### What is needed
Recast the entries, from their first line through the line containing "190L215 191L204 194L199", as a Markdown table with columns Row and Text. Number each line and leave out blank lines.

### Data listing
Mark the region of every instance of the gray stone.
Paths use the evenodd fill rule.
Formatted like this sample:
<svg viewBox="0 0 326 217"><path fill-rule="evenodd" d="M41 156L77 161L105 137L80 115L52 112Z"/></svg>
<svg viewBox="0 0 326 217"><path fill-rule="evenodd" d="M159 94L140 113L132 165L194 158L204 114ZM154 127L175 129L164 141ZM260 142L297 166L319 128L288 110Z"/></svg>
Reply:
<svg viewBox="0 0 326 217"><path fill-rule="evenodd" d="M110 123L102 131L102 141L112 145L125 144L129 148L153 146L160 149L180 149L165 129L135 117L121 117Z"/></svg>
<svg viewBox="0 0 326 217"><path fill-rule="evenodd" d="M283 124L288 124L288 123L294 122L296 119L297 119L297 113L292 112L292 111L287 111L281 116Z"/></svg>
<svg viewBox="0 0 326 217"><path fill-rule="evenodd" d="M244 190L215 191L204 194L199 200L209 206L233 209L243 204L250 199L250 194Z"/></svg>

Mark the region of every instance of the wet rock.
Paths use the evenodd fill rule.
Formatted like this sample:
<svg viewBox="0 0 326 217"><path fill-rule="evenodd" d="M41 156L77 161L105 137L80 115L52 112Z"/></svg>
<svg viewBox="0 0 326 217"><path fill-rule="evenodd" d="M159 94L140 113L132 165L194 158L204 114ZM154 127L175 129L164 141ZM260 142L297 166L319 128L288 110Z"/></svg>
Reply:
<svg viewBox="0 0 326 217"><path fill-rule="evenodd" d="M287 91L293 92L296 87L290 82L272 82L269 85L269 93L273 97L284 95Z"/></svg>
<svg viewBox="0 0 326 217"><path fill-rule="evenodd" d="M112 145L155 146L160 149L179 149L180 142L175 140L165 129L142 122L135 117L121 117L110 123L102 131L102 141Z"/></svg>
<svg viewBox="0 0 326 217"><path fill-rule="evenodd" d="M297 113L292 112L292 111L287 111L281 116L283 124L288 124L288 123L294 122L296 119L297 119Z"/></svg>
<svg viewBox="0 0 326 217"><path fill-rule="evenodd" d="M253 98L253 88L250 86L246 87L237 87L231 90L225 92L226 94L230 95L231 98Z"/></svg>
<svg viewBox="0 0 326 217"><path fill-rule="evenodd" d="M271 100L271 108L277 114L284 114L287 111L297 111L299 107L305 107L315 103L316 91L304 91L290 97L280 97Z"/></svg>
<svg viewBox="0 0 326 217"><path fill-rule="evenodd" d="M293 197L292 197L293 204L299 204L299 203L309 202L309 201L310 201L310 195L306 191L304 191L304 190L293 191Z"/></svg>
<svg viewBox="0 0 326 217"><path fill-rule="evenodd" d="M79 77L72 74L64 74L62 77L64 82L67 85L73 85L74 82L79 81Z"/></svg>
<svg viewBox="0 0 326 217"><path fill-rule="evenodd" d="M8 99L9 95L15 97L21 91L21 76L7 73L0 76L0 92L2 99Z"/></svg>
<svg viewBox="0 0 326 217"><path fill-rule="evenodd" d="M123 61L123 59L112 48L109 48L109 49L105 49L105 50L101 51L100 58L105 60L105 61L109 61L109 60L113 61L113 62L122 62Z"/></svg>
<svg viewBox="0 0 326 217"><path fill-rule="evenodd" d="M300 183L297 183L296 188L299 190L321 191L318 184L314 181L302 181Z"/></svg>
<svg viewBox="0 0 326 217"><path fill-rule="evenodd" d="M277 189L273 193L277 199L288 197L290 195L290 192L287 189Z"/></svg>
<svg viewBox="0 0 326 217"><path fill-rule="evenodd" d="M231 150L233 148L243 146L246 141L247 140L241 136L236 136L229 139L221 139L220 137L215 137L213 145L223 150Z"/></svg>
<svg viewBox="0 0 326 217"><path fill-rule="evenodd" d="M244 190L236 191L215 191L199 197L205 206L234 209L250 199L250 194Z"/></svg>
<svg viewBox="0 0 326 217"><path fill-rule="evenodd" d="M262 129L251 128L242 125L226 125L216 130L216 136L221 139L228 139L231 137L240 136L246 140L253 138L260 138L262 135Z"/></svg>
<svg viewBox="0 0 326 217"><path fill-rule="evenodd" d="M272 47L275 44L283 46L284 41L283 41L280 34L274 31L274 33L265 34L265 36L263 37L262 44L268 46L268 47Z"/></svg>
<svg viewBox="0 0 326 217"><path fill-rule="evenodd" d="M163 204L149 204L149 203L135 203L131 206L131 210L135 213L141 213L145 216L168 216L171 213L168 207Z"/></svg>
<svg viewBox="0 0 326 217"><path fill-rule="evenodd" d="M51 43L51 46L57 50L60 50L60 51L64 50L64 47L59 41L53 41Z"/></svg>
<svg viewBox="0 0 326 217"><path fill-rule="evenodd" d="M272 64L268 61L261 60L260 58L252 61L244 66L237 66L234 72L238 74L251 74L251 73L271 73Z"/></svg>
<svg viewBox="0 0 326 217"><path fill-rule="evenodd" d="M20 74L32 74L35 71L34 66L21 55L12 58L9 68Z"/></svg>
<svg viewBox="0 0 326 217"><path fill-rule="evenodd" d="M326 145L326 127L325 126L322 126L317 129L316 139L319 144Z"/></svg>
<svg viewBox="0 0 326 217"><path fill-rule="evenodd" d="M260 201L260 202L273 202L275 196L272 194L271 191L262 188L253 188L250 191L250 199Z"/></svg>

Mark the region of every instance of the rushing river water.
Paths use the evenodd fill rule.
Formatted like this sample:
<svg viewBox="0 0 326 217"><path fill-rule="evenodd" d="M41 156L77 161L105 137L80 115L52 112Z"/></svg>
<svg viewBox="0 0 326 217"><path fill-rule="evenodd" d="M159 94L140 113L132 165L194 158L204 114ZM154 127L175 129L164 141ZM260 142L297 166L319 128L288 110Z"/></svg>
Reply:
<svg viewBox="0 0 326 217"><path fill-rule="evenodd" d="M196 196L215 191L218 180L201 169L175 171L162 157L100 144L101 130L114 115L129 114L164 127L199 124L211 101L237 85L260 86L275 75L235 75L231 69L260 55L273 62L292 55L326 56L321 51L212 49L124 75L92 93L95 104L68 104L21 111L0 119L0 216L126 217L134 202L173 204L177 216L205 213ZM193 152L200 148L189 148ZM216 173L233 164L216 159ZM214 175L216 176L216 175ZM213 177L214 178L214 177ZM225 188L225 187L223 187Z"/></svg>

### Solution to this exercise
| Row | Text |
|---|---|
| 1 | Mark the region of every instance of the gray stone. |
| 2 | Paths use the evenodd fill rule. |
| 3 | Formatted like this sample: |
| 4 | <svg viewBox="0 0 326 217"><path fill-rule="evenodd" d="M41 156L77 161L105 137L80 115L52 112Z"/></svg> |
| 5 | <svg viewBox="0 0 326 217"><path fill-rule="evenodd" d="M159 94L140 113L132 165L194 158L204 114ZM154 127L175 129L164 141ZM260 142L297 166L319 128L288 110Z"/></svg> |
| 6 | Reply: |
| 7 | <svg viewBox="0 0 326 217"><path fill-rule="evenodd" d="M110 123L102 131L102 141L112 145L125 144L129 148L153 146L160 149L180 149L165 129L135 117L121 117Z"/></svg> |
| 8 | <svg viewBox="0 0 326 217"><path fill-rule="evenodd" d="M283 124L288 124L288 123L294 122L296 119L297 119L297 113L292 112L292 111L287 111L281 116Z"/></svg> |
| 9 | <svg viewBox="0 0 326 217"><path fill-rule="evenodd" d="M244 190L215 191L204 194L199 200L209 206L233 209L243 204L250 199L250 194Z"/></svg> |